### Task requirements
Copy nothing but the lines below running from the line containing "the marine in khaki uniform" through the line containing "TARGET: plant stem", both end lines included.

### Saved entries
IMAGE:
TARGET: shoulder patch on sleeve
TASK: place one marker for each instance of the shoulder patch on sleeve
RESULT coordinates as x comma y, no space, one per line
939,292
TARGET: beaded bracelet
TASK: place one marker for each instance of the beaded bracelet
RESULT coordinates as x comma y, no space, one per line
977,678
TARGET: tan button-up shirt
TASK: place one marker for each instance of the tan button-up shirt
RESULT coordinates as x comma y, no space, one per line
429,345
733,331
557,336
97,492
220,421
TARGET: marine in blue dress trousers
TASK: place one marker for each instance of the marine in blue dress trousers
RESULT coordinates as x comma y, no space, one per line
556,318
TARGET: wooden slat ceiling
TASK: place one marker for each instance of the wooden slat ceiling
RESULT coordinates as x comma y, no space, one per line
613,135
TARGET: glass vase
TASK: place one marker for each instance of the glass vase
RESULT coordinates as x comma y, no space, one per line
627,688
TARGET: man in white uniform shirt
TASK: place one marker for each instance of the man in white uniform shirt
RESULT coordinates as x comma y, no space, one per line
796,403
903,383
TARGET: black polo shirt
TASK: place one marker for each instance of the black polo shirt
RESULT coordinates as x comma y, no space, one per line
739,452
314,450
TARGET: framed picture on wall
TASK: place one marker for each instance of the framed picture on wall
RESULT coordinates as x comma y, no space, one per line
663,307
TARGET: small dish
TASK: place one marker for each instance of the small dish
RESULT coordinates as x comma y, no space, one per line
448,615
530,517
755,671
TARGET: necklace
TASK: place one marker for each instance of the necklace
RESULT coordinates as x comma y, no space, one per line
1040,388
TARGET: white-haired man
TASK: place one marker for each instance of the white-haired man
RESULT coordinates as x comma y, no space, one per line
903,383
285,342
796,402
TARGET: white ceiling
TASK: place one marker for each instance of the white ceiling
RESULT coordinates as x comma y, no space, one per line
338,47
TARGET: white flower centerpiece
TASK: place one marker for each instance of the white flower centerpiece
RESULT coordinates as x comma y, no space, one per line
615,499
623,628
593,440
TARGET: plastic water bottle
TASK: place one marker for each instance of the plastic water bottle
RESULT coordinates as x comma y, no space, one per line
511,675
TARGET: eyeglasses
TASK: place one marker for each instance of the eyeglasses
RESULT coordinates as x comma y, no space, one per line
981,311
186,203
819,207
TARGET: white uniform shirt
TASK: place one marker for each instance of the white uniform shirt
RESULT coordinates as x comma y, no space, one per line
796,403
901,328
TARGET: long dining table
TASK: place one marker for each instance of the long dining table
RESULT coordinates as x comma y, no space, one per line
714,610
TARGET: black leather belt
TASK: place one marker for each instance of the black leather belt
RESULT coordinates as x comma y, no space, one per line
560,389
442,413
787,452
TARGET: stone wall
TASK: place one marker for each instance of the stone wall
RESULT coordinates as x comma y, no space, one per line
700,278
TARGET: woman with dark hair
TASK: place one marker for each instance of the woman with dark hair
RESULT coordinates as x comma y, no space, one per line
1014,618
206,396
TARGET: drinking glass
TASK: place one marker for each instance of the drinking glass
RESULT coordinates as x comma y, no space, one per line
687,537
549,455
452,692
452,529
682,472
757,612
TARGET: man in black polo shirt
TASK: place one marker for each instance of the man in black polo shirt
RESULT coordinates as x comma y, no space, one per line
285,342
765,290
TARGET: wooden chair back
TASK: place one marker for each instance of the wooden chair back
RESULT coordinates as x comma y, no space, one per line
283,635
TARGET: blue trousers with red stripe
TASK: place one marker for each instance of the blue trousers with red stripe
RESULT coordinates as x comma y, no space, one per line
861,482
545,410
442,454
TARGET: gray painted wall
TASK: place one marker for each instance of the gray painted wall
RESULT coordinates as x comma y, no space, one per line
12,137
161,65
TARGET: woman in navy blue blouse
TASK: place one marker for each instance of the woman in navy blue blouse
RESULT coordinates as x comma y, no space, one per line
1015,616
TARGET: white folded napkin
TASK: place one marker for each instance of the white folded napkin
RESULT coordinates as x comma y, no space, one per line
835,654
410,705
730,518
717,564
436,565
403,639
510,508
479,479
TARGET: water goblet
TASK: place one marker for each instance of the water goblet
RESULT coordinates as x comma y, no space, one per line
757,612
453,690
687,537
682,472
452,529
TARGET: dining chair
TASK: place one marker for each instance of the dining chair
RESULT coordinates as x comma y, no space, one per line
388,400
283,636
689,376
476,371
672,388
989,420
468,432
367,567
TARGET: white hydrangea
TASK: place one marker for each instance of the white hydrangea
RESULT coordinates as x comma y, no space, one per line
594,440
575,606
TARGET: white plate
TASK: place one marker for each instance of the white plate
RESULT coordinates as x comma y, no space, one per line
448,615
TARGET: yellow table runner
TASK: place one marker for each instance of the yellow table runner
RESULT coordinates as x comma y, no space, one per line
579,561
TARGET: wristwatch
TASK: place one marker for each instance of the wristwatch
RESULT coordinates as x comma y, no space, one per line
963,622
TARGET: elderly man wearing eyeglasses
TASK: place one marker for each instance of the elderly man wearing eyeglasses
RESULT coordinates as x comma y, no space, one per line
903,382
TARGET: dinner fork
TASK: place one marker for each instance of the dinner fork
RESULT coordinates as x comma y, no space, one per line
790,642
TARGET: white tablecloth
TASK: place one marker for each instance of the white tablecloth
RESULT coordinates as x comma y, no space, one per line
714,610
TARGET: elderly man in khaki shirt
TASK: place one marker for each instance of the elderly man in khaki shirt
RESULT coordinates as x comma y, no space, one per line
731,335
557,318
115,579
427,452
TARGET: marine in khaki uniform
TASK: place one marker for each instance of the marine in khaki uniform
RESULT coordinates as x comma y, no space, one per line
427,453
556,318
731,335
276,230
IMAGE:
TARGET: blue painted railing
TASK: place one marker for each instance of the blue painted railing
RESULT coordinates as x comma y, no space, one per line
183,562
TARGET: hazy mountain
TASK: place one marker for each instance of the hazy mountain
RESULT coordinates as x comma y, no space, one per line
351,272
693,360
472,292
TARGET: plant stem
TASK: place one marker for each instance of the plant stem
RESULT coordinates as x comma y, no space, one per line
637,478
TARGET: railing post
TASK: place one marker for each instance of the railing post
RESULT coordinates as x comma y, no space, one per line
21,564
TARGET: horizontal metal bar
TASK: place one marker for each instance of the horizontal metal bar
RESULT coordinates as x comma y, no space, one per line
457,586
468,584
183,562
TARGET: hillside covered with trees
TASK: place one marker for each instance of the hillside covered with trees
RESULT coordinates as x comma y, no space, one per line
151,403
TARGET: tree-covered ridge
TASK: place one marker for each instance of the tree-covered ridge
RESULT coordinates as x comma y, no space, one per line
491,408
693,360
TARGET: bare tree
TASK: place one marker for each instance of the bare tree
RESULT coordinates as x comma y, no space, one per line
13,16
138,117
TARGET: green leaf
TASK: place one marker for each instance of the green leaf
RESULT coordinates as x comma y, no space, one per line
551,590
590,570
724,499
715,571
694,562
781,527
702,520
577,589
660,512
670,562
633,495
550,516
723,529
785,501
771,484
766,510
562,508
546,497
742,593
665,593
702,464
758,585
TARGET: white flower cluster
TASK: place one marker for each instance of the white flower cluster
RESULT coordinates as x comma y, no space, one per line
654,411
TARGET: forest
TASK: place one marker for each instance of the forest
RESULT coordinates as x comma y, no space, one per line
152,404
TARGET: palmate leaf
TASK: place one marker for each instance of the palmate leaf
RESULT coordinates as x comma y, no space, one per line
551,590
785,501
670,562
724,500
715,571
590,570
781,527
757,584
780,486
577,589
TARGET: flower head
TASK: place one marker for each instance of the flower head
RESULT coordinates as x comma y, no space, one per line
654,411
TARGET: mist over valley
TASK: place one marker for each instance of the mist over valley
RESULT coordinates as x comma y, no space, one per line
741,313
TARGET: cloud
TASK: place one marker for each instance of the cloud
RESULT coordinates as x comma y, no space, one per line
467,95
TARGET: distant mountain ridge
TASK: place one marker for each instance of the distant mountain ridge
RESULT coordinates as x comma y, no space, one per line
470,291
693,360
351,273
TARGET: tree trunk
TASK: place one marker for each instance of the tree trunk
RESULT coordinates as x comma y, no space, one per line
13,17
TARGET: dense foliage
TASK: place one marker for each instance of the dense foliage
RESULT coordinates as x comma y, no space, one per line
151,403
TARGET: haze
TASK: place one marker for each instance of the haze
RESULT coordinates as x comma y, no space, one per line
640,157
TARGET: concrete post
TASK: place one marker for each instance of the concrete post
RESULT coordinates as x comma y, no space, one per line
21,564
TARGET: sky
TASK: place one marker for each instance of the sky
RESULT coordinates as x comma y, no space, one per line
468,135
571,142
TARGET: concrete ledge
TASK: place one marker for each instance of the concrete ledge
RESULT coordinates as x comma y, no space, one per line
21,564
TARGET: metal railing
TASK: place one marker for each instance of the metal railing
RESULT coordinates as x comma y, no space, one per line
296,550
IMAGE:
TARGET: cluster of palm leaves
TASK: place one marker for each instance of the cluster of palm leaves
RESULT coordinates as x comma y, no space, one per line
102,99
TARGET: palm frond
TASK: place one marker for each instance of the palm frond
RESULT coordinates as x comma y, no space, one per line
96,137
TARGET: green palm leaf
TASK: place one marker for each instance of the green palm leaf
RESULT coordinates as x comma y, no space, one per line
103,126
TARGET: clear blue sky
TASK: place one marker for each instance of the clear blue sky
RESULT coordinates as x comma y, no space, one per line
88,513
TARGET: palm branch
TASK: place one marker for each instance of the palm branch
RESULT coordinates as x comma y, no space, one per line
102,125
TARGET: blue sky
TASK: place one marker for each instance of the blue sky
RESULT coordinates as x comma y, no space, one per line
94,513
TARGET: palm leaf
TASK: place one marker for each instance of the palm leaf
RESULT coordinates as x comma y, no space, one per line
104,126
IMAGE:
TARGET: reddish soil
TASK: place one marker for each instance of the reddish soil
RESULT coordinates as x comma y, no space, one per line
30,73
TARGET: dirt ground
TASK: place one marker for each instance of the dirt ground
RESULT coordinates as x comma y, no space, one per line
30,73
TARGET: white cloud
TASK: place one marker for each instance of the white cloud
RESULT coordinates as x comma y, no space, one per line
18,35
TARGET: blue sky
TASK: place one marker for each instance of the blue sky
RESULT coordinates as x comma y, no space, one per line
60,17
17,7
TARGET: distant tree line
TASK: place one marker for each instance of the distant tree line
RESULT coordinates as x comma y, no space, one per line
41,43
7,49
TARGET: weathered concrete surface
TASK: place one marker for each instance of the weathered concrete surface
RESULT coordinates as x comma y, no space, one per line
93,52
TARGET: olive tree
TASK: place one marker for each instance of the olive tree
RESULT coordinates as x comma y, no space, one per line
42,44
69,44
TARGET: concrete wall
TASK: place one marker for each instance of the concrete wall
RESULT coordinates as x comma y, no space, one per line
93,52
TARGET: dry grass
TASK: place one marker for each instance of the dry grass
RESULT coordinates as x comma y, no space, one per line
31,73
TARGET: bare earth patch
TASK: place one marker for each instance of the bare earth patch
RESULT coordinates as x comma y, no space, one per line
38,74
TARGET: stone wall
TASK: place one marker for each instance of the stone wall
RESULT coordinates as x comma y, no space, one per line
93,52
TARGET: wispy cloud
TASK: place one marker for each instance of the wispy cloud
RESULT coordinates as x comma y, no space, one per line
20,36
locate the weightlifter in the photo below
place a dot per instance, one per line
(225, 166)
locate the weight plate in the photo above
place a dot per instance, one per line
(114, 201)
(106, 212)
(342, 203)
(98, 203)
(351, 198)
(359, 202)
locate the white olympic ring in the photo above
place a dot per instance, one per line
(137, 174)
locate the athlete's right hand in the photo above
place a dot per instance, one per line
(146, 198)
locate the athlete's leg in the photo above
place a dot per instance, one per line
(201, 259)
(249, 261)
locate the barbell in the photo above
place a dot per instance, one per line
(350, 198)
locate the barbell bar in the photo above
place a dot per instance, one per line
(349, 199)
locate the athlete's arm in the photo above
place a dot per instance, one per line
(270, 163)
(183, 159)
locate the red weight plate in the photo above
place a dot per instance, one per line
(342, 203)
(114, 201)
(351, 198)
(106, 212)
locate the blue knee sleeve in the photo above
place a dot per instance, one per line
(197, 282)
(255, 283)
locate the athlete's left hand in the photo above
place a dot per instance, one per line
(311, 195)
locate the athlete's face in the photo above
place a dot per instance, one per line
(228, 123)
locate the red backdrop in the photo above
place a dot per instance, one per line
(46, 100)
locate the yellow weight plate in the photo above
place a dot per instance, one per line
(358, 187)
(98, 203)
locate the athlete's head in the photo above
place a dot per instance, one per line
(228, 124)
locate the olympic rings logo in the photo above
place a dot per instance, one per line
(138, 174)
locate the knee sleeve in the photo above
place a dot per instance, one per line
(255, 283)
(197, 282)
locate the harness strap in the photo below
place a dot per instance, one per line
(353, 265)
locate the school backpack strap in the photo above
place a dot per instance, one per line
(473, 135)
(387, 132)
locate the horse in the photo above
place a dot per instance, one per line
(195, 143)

### Answer to this problem
TASK: place one marker for each instance of the marine in khaki uniform
RESULT coordinates as x comma y, no space, one per line
427,453
556,318
731,335
276,230
IMAGE:
TARGET: blue painted railing
TASK: place one marker for each instance of the blue painted railing
RESULT coordinates as x comma y, no space, one per line
183,562
TARGET: hazy mountain
TASK: place one marker for each instance of the hazy mountain
RESULT coordinates as x comma y, no space, one per line
351,272
693,360
472,292
TARGET: plant stem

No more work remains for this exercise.